[EXCERPTED PASSAGE Boundary: Start]
Confessions of a Laid-off Lawyer

Just Your Average Joe Blogging Away His Debt—In One Year or Less

I Need a Wife

with 24 comments

Total Black: $210.19
Total Red: $227,326.64

A friend of mine at the law firm used to tease that she needed a wife.  Someone to pick up the dry cleaning, to pay the bills, clean the house.  A good little wifey to go grocery shopping and iron the clothes.  Maybe bake a cake every now and then.  Definitely one who’d cook the meals.  Someone to take care of all the domestic needs.  A response I wrote to a commenter reminded me of my own need for one as well.
[EXCERPTED PASSAGE Boundary: End]
[PROVIDED INFORMATION Boundary: Start]
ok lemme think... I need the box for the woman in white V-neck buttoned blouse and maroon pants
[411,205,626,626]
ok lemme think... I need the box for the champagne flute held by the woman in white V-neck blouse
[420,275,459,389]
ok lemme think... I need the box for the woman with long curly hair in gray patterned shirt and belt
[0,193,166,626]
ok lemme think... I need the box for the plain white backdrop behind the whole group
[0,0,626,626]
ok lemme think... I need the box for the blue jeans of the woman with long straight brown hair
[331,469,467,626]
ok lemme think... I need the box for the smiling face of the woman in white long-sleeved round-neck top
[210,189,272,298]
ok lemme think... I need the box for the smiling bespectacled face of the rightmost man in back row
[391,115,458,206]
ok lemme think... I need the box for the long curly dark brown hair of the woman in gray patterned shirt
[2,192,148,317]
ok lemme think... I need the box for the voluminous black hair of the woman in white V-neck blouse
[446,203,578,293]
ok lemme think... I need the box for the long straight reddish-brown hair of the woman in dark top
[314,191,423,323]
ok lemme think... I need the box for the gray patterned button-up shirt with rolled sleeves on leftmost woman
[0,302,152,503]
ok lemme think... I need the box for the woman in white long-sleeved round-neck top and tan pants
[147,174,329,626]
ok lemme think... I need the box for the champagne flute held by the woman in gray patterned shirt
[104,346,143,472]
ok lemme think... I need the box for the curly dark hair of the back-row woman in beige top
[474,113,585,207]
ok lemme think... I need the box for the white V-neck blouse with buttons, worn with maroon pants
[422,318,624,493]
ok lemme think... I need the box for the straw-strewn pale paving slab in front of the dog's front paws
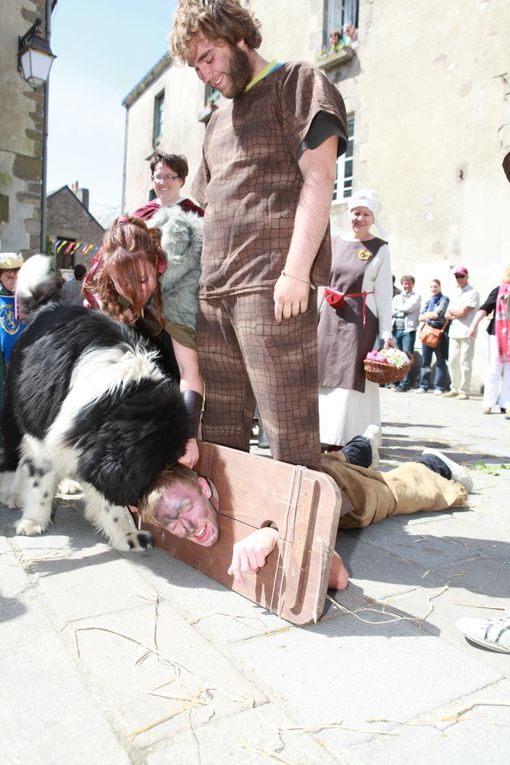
[58,593,267,747]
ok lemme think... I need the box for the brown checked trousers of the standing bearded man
[198,291,320,469]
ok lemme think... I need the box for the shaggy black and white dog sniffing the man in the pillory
[0,255,190,550]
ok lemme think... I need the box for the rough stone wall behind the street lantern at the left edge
[0,0,46,254]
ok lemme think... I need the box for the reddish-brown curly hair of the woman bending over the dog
[94,215,166,326]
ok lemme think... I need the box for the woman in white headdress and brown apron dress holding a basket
[318,189,393,460]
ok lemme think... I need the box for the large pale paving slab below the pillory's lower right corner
[231,613,501,752]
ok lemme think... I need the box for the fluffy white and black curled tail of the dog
[16,255,64,317]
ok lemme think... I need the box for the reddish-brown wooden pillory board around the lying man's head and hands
[144,443,341,624]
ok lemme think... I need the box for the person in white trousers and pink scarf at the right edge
[468,266,510,414]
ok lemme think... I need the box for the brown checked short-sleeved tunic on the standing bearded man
[192,61,346,297]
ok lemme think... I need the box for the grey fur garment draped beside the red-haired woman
[148,205,202,329]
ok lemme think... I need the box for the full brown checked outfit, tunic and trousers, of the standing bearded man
[192,62,346,469]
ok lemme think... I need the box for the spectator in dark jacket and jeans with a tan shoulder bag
[416,279,450,396]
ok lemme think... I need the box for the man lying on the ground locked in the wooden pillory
[138,428,473,590]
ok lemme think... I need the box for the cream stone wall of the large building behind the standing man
[122,0,510,389]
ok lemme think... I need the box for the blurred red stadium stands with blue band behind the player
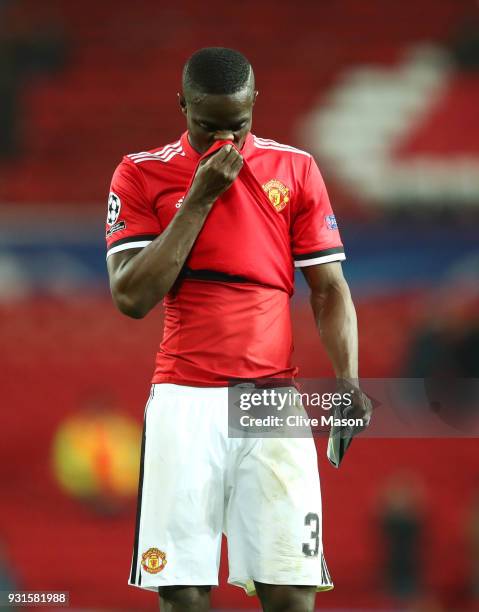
[0,0,479,611]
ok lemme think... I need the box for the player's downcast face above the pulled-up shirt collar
[180,86,257,153]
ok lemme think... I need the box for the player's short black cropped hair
[183,47,252,95]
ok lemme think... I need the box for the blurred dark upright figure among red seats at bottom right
[380,474,423,600]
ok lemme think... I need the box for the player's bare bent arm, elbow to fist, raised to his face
[107,145,243,318]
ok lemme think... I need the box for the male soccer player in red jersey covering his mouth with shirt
[106,48,370,612]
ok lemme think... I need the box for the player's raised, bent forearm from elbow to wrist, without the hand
[110,193,214,318]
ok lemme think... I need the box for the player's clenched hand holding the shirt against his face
[191,145,243,202]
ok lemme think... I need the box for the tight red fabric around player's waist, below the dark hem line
[158,280,297,386]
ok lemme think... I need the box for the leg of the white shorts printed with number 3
[226,438,332,591]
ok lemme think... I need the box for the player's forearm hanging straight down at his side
[311,281,358,380]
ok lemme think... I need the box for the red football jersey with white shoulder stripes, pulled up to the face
[106,132,345,386]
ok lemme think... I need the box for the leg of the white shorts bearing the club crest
[130,385,229,589]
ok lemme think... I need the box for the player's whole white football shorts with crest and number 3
[129,384,333,595]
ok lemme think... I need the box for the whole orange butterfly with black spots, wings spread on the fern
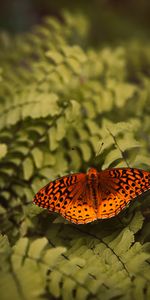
[33,168,150,224]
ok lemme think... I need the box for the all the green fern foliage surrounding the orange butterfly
[0,13,150,300]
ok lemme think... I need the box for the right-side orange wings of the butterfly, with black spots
[97,168,150,219]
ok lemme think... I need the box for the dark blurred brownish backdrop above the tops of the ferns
[0,0,150,46]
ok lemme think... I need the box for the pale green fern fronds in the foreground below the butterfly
[1,213,149,299]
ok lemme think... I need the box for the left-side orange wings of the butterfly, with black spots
[33,173,96,224]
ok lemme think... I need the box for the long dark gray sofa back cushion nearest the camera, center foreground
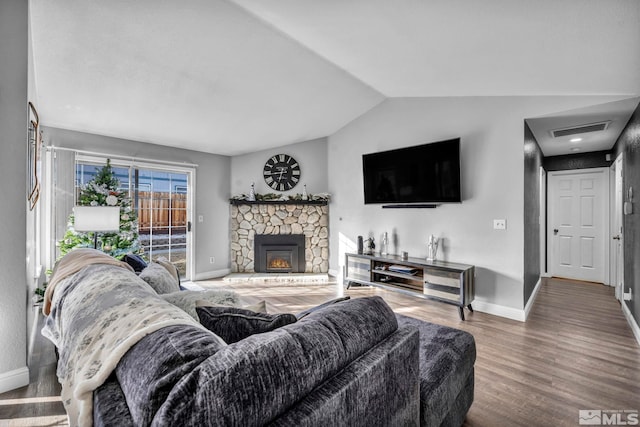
[154,297,398,426]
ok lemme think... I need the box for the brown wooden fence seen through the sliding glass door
[137,191,187,233]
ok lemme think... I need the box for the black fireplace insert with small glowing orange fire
[254,234,305,273]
[PROVIDED INFORMATION Boundary: End]
TASK TO COMPLETE:
Can you extend the laid-off lawyer's blog post titled "I Need a Wife," picking up right after its final sentence about the response to a commenter?

RESULT:
My first office mate at the law firm was married.  He noticed (and commented) every time I got to work late or was delayed because of some errand or task like going to the post office to retrieve a package or picking up my dry cleaning.  Commuting from Brooklyn meant that any delay compounded my late arrival.  It never occurred to him though how he didn’t have to worry about such things because he had a wife at home who took care of it all—and his two kids.  He also never saw the competitive advantage he had over me.  Sometimes—when I think of how privileged straight, married men are, it just infuriates me.  And, of course, he wasn’t included in the group of attorneys who were ultimately laid-off.   No, we were all women, gay, and/or single.  Only one guy was married.  But I digress.

Single people—and thus in a sense all gay people since most can’t marry (and marriage isn’t something historically gay peoples have valued)—are significantly disadvantaged by the whole wife system.  If you live alone, you don’t get someone to do the cooking each night.  There’s no one to pitch in with the laundry.  You can’t ask someone to stop for  milk on the way home.  You’ve got to do everything yourself.  And it really sucks.  Who the hell encouraged this form of isolated living?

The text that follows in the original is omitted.